WORK INSTRUCTIONS
From the data below, pull out each line that contains the string "rear". Case matters, so match it letter for letter.

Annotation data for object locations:
=======

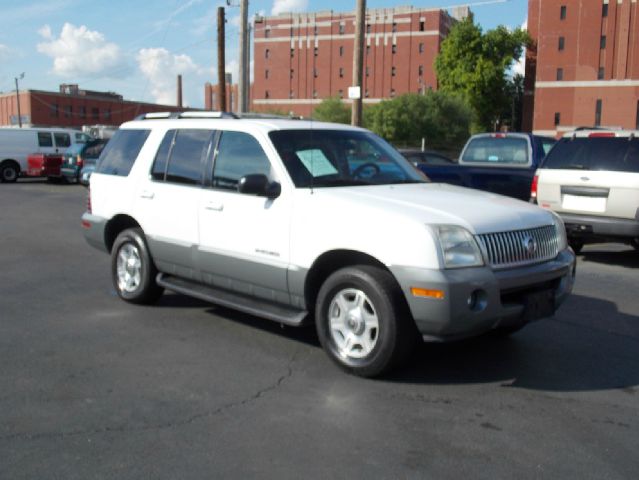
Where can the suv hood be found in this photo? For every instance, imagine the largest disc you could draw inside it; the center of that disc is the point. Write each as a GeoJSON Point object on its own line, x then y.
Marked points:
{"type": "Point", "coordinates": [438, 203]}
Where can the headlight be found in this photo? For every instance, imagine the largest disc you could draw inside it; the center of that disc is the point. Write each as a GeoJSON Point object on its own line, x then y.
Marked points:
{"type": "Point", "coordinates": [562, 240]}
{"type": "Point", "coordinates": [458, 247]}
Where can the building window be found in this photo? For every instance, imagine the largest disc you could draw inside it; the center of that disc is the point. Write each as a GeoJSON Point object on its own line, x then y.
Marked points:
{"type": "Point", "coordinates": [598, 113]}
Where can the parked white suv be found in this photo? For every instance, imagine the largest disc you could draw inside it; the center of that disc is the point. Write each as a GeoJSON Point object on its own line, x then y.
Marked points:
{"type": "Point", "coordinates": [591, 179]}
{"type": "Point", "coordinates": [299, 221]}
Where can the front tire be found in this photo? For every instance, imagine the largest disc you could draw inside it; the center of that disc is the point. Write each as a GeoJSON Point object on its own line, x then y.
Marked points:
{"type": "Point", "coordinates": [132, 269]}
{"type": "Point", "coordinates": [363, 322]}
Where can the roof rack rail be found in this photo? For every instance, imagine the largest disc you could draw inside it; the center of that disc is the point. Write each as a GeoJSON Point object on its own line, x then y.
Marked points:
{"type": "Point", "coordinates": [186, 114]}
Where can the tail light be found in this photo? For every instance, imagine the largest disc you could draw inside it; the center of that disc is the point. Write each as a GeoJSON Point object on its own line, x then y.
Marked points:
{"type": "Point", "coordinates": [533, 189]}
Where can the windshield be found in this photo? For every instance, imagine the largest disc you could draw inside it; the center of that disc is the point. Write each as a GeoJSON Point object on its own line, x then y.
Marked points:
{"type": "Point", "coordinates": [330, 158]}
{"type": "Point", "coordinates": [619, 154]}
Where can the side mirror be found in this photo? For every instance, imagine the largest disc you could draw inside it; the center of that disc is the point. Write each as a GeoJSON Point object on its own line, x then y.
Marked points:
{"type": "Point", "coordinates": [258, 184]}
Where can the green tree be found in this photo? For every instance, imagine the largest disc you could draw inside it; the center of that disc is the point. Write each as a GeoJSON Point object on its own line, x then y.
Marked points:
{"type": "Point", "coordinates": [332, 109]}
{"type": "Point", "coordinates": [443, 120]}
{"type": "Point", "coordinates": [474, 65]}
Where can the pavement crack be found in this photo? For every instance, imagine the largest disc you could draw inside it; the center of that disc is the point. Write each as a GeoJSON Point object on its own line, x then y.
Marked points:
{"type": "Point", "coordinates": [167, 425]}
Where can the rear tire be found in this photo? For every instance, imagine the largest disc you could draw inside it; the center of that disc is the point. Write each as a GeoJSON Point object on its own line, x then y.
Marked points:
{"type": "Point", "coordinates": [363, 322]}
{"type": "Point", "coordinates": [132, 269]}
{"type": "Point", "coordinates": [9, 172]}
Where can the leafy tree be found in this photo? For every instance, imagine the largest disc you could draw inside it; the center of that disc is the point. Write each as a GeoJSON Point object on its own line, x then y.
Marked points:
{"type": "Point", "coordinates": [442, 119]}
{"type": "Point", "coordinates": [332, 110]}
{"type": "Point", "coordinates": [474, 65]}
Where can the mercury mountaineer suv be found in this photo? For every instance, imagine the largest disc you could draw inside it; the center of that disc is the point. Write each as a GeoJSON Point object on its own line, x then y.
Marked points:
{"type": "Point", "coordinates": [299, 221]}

=======

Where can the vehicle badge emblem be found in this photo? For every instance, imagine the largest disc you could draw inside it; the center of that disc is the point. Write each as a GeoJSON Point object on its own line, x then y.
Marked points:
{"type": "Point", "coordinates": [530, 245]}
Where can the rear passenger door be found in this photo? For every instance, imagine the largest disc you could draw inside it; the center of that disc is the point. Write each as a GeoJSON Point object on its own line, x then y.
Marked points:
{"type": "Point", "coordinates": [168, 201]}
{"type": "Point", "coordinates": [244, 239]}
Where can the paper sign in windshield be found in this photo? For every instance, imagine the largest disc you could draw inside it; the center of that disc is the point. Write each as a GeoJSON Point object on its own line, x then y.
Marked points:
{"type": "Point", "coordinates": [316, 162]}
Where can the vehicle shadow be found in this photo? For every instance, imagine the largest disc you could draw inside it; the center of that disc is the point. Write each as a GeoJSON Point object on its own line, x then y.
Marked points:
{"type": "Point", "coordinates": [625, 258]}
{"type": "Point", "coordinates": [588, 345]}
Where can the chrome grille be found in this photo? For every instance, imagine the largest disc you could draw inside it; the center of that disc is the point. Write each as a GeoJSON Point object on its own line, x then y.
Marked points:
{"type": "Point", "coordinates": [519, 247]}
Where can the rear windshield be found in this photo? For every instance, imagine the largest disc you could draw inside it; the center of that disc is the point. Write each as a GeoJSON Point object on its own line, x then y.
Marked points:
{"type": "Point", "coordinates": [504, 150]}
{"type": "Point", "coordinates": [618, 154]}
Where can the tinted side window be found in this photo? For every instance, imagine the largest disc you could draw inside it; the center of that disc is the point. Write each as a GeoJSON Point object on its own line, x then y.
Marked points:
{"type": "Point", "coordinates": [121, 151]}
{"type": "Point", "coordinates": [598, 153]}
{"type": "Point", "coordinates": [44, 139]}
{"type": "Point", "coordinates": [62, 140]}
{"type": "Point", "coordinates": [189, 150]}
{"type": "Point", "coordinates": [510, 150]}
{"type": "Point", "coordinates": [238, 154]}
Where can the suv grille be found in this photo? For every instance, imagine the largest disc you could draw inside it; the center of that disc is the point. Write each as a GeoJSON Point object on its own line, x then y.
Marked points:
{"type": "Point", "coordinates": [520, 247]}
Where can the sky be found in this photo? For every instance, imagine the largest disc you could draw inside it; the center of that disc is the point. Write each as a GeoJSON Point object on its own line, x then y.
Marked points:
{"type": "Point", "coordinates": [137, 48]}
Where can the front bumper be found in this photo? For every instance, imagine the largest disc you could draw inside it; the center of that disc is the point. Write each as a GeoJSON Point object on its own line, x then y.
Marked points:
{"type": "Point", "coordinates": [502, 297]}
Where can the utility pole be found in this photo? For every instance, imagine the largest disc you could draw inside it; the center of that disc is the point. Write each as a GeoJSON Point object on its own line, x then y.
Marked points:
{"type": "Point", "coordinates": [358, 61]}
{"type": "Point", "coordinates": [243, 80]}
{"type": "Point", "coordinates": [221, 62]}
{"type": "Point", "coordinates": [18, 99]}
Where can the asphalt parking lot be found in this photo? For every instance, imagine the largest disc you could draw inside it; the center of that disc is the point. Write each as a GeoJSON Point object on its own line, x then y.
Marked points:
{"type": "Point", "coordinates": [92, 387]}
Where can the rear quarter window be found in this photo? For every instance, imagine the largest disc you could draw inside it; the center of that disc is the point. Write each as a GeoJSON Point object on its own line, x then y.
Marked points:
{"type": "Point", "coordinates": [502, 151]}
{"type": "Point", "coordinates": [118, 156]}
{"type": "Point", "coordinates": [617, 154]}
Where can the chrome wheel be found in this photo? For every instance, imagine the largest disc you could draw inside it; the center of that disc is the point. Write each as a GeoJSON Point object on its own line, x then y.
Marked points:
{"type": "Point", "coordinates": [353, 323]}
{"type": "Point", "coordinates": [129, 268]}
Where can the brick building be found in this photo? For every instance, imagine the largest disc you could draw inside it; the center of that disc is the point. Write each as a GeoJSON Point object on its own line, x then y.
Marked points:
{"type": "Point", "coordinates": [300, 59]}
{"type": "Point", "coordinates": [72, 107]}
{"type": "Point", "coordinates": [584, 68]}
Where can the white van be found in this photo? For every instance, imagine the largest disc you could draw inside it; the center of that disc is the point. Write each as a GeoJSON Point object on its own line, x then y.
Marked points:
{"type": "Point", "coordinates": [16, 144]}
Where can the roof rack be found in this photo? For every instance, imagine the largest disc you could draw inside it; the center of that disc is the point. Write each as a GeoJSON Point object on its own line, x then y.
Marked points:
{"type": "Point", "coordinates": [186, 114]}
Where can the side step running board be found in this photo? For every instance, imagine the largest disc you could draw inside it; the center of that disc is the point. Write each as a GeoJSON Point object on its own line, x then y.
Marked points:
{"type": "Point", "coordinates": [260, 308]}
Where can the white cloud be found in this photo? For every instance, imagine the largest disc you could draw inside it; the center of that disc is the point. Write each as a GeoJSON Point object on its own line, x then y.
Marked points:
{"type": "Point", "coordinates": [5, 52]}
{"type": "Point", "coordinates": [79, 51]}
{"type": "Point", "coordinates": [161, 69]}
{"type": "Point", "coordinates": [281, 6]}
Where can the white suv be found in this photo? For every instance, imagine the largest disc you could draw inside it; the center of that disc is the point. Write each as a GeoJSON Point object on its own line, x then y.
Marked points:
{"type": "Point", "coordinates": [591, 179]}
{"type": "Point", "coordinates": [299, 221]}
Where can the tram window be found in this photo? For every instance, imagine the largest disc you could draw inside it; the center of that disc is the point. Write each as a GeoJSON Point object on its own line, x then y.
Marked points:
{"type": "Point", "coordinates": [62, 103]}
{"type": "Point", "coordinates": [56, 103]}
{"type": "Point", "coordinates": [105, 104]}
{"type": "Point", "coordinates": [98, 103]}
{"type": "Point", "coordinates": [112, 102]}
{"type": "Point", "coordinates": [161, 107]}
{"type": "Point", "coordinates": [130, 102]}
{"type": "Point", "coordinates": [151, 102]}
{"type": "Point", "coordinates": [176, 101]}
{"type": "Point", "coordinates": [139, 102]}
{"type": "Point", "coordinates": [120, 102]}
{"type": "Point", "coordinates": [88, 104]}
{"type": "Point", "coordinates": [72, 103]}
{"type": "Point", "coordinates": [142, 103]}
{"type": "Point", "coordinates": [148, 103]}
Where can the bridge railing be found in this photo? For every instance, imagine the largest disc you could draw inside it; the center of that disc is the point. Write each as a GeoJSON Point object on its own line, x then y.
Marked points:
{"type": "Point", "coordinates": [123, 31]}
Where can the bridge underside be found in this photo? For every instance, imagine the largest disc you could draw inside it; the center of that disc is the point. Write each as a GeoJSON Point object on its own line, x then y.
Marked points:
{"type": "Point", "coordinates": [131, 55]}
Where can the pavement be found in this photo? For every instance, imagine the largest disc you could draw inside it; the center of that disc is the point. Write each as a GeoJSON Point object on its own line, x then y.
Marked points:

=======

EXERCISE RESULT
Where can the rear tire be found in this photo? For every instance, imagine the largest disc you could draw inside it; the center of that disc is the point. Write each as a GeoJSON Point object on its own line, x then y.
Where can the rear passenger door be found in this photo? For every instance, imagine the largest disc you could draw inside it; the center of that disc is the point. Write each as a GeoJSON Point object on its own line, x then y.
Where can the rear windshield be found in this photo? For every instance, imagine the largest disc you could draw inside it; the center of that disc is the point. Write each as a GeoJSON Point object on its own line, x then y.
Where can the rear quarter window be found in this photo? For every instance, imagine the largest disc you could draw inside it; the center of that disc is the point. Write each as a GeoJSON Point object on its own line, x then y.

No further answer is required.